* _EXERCISE REQUIREMENTS_: Pick up the Federal resume article after its last sentence and keep writing it.
══ DOCUMENT EXCERPT
Many first-time Federal job applicants receive a disappointing rating on their Federal application, even though they are highly qualified. Their low rating is often not a result of poor qualifications, but of a poor application package.

They fall into the self-laid trap that many first-time Federal job seekers encounter.   They let resumes sell them out.   The written application, whether it is a Federal Resume, OF-612, SF-171, From C, is most of the ball game in applying for a Federal job.   Applicants resume must explicitly present every detail of their relevant experience and relate it to the job they are seeking.   Otherwise a low rating will result.

The Purpose of the Federal Resume

Many first time Federal job seekers believe that the main purpose of the resume is to get an interview.   They believe that the resume is just a foot in the door, a screener for the main show.   The main show is interview.   Slam-dunk the interview and they have the job, they believe.   This is, indeed, the right formula for a private sector job.   It is a recipe for disaster in a Federal job search.

Most of the decision-making in Federal recruitment is made by the screening panel that reviews the resumes or other Federal application of the applicants.   Fifty people may have applied for the position.   The screening panel narrows the field to as few as one, but generally, three finalists before the first interview ever takes place.   How different this is from the private sector where just about any candidate who looks promising on paper is invited to take an interview.

Hiring Objectivity

The reason for this is not so much that Federal recruiters don’t like giving interviews.   The reason is to maximize objectivity in the hiring decision.   Subjective factors play a much bigger role in a personal interview than they do on paper.   Appearance and personal style are major factors in an interview.   They play no role on a resume.

Reason For Low Rating                               

Apparently you are not making the cut most of the time.   When you did make the cut, you were selected for a much lower job that you believe your experience deserves.   Let’s find out why.

To understanding the reason you are scoring so low, let’s take a look over the shoulders of the Federal examiners as they review your resume.   On the desk in front of this panel is your resume and a copy of the Vacancy Announcement for the job you seek.

Now The Fun Begins        

The Vacancy Announcement has two sections of particular interest:   Basic Qualifications, and Ranking Factors (otherwise called KSA’s—Knowledge, Skills, Abilities, Basis of Rating or some such term).   The examiners check off each item listed under Basic Qualifications and Ranking Factors and look for a corresponding point on your resume.  

For example, let’s say the Basic Qualifications for the job are: keyboarding of 65 wpm, and basic understanding of Windows 2000 or XP.   KSA’s include: Proficiency with a word processing application, expert knowledge of grammar, punctuation and spelling, and proficiency making travel plans and arrangements.
════
══ DATA ROWS
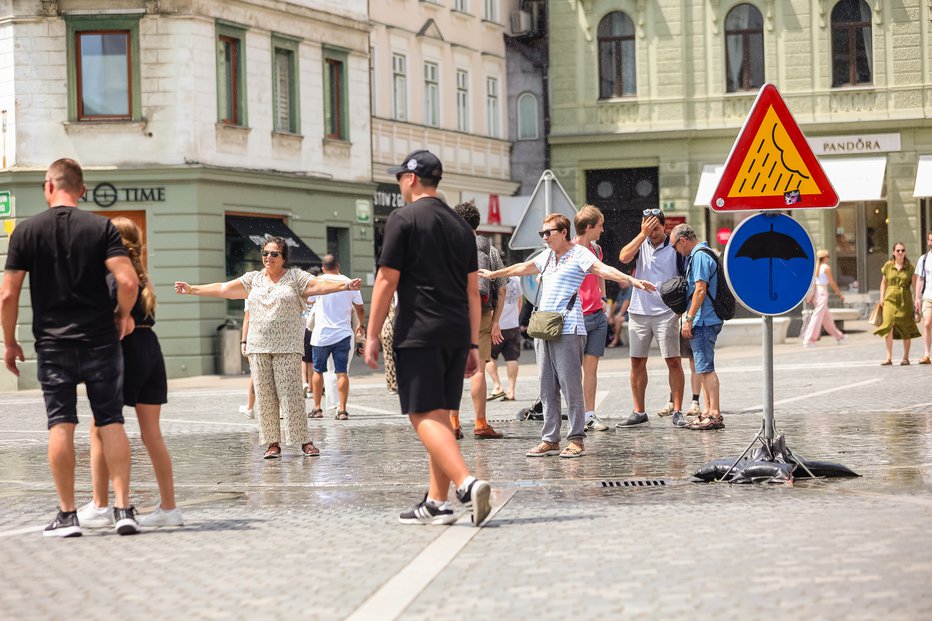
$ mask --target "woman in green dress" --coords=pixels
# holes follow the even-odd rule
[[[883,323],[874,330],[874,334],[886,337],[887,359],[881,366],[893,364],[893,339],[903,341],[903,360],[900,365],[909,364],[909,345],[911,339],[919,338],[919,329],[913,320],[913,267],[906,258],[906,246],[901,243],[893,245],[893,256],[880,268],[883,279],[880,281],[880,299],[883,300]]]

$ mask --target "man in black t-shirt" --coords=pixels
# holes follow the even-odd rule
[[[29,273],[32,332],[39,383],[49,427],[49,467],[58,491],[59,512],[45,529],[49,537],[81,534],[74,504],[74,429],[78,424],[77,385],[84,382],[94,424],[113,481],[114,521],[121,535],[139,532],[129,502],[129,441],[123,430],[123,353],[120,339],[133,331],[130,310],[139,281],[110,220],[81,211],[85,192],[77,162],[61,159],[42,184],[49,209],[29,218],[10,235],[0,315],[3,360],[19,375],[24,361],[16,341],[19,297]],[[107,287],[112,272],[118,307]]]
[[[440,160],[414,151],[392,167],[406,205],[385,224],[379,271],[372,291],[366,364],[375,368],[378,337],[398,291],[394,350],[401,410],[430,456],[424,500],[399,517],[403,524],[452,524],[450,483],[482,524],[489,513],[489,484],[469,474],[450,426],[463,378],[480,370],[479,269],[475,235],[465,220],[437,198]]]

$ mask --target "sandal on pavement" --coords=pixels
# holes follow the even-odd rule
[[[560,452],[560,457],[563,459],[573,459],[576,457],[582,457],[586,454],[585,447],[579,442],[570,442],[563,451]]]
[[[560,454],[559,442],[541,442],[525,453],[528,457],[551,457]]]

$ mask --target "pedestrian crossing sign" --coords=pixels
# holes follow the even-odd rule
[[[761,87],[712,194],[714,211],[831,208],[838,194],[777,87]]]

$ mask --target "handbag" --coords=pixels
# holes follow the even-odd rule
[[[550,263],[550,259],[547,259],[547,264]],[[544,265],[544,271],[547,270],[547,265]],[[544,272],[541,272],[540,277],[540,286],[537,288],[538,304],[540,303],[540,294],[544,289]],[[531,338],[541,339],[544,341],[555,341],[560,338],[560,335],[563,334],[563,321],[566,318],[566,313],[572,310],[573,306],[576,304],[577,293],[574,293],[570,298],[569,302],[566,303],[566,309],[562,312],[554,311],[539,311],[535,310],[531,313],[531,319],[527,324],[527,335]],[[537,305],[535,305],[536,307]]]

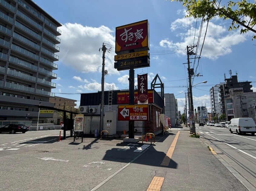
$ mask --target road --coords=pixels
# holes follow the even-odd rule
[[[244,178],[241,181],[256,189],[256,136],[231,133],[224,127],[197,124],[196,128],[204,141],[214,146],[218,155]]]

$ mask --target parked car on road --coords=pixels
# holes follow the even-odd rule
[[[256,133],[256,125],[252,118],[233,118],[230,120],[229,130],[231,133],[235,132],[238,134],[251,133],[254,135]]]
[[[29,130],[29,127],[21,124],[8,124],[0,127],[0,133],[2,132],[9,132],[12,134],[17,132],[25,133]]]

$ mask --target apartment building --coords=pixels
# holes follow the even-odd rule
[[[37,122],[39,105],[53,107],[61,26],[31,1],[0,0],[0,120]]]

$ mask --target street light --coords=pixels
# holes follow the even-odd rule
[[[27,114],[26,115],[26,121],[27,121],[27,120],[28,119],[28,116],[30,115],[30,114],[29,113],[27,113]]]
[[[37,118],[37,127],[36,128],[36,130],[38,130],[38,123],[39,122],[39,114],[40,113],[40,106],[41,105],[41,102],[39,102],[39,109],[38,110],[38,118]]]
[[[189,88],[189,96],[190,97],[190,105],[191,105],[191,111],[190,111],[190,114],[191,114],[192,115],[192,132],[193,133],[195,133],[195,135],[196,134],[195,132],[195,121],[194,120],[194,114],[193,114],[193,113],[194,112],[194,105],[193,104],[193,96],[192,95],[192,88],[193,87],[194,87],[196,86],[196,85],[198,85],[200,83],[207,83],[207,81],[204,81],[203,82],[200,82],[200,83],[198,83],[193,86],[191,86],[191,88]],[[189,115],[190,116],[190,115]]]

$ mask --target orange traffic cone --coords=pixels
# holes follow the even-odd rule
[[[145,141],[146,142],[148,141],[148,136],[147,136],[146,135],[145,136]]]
════
* _WRITTEN REPLY_:
Now your resume says something like this regarding your experience in a particular position:   Provided   high-level administrative support in a stressful multi-tasking environment. Demonstrated expert key-boarding skills, superior writing and editing skills. Handled all scheduling in-office and out.

Sounds Good, But No Cigar

Your resume sounds great, but it doesn’t do the job.   It does not explicitly state that you have the qualifications sought.   You say you have “expert” keyboarding skills.   It doesn’t say you type 65 wpm.   If says you have “superior” writing and editing skills.   It doesn’t say you have an expert knowledge of grammar, punctuation and spelling.   It says you “handle” all scheduling in-office and out.   It doesn’t say you made travel plans and arrangements.

So what’s going to happen.   Your resume will be marked up like this.   For every area in doubt you’ll lose points:   -5 or here, -10 other there.   For every area not explicitly addressed, such as your knowledge of Win 95, 98 or 2000 and your knowledge of word processing, you may be marked -15 for each.    When the rating is done, you’ll get a 60.   You could have received 100, if you had been explicit about each Qualification and KSA sought.

  Obtain The Vacancy Announcement

So what have we learned?   Most importantly obtain a copy of the full Vacancy Announcement for each and every job you seek. Identify every qualification and KSA being sought.   Show explicitly that you meet the requirements to the fullest extent that you are able.   Then apply with confidence.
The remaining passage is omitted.